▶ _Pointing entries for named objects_
****

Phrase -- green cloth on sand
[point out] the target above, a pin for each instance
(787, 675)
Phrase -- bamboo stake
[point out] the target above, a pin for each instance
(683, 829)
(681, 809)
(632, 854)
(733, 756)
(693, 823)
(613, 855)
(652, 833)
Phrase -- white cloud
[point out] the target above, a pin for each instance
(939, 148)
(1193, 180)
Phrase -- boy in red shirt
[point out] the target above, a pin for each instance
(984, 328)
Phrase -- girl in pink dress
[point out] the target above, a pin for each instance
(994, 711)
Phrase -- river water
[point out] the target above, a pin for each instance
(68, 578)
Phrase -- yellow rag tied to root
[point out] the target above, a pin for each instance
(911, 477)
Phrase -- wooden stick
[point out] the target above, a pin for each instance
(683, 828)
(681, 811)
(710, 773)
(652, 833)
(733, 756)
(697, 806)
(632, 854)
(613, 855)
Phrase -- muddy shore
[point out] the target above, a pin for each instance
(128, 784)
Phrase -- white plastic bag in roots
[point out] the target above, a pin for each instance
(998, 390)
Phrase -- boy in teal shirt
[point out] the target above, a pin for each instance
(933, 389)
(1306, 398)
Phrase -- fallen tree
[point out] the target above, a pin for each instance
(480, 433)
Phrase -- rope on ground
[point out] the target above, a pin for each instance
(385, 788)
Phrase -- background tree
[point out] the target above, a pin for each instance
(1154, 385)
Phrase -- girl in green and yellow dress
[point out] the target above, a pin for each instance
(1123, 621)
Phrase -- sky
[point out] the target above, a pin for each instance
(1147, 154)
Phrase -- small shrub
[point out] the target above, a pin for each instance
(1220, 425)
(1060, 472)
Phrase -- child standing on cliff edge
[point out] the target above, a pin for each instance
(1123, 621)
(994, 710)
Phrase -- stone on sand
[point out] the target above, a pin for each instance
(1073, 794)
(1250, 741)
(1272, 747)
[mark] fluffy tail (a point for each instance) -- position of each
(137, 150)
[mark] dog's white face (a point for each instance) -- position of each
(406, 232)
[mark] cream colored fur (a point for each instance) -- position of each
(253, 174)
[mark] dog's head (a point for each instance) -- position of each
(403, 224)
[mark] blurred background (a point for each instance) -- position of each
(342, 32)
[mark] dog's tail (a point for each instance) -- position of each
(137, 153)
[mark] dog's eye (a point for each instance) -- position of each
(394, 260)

****

▶ _To be done_
Rewrite all of the items above as a numbered list, one line per number, and leave out any blank lines.

▶ _Reply to the exercise_
1. Phrase -- green cloth on sand
2. [point out] the target above, a pin for each instance
3. (787, 675)
4. Phrase -- bamboo stake
5. [point out] the target above, a pin for each instance
6. (683, 829)
7. (681, 809)
8. (632, 854)
9. (733, 756)
10. (693, 823)
11. (613, 855)
12. (652, 833)
13. Phrase -- white cloud
14. [point out] the target above, a pin for each instance
15. (939, 148)
16. (1193, 180)
17. Phrase -- boy in red shirt
18. [point out] the target above, a pin for each instance
19. (984, 328)
20. Phrase -- girl in pink dress
21. [point out] the target above, a pin for each instance
22. (994, 711)
23. Phrase -- river water
24. [point out] the target above, a pin for each instance
25. (68, 578)
26. Phrase -- yellow rag tied to root
27. [point out] the target above, a pin for each instance
28. (911, 477)
29. Phrase -- wooden stick
30. [point out] the target above, a pin for each instance
31. (683, 828)
32. (681, 811)
33. (710, 773)
34. (652, 833)
35. (733, 756)
36. (697, 806)
37. (632, 854)
38. (613, 855)
39. Phrase -- muddy shore
40. [point out] the target above, a pin for each instance
41. (128, 784)
42. Phrase -- white plastic bag in roots
43. [point out] the target above, a pin for each instance
44. (998, 390)
45. Phrase -- boy in teal shirt
46. [point out] the target above, a pin for each instance
47. (933, 389)
48. (1306, 398)
49. Phrase -- fallen tree
50. [point out] the target above, a pin for each instance
51. (480, 433)
52. Phrase -- rope on ground
53. [point out] the target above, a pin for each instance
54. (385, 788)
55. Phrase -- background tree
56. [point out] the target above, a pin for each instance
57. (1154, 385)
58. Phrase -- girl in green and yellow dress
59. [point out] the target above, a pin for each instance
60. (1123, 621)
61. Phrase -- sky
62. [point out] the target above, a pin for each instance
63. (1147, 154)
64. Phrase -- small shrub
65. [point out] the target above, a pin for each instance
66. (1220, 425)
67. (1060, 472)
68. Phrase -- child standing on cliff edge
69. [point out] the target above, a pin for each instance
70. (1123, 621)
71. (994, 710)
72. Phrase -- stone on sand
73. [point out] the target above, a pin for each instance
74. (1073, 794)
75. (1250, 741)
76. (1272, 747)
77. [mark] fluffy tail (a point for each instance) -- position of each
78. (137, 150)
79. [mark] dog's white face (a point for each instance) -- position of each
80. (406, 232)
81. [mark] cream colored fur (a point for each instance) -- position of each
82. (253, 174)
83. [mark] dog's head (a point for each instance) -- position of each
84. (403, 224)
85. [mark] blurred background (a point for each instance) -- position of each
86. (342, 32)
87. [mark] dog's tail (a point for each instance) -- position of each
88. (137, 153)
89. [mark] dog's eye (a point for each instance) -- position of each
90. (394, 260)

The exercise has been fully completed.